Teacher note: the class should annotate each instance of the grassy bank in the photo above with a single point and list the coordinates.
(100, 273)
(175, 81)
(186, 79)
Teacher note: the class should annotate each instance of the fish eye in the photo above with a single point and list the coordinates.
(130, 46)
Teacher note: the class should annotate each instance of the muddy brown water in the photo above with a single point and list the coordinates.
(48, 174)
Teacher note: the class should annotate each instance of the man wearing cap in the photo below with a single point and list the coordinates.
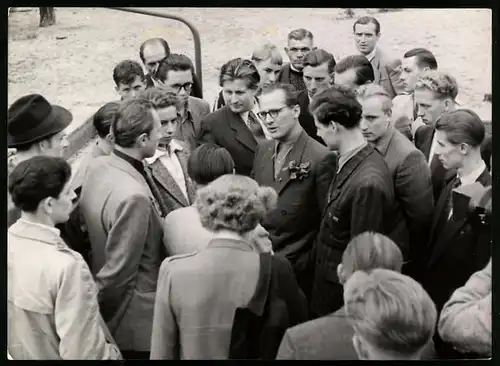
(34, 127)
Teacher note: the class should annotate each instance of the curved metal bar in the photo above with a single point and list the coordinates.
(194, 31)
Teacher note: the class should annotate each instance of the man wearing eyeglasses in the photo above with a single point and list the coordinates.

_Given instruction_
Reproduce all entries exactly. Pictures do not belong in the copy.

_The result_
Teacher note: the class should annotate each instance of the grassy bank in the photo above with a single point and list the coordinates.
(100, 273)
(175, 81)
(186, 79)
Teacher note: the class should annotate each instance of the fish eye in the photo above with a single point and list the coordinates.
(130, 46)
Teacher note: the class should annotate each instance of the muddy brown water in the photo above with a single point and list the coordinates.
(48, 174)
Teacher note: the class should annotate each instance of the man wearing cap in the photo below with a single point and list the coordinates.
(34, 127)
Teacher note: the class should annotate each instance of the curved metal bar in the photo above with a single point and list the coordinates.
(194, 31)
Teacher note: the class should annotate each instance of the man wearing eyeglasses in the photo above with a single point and list the coordinates.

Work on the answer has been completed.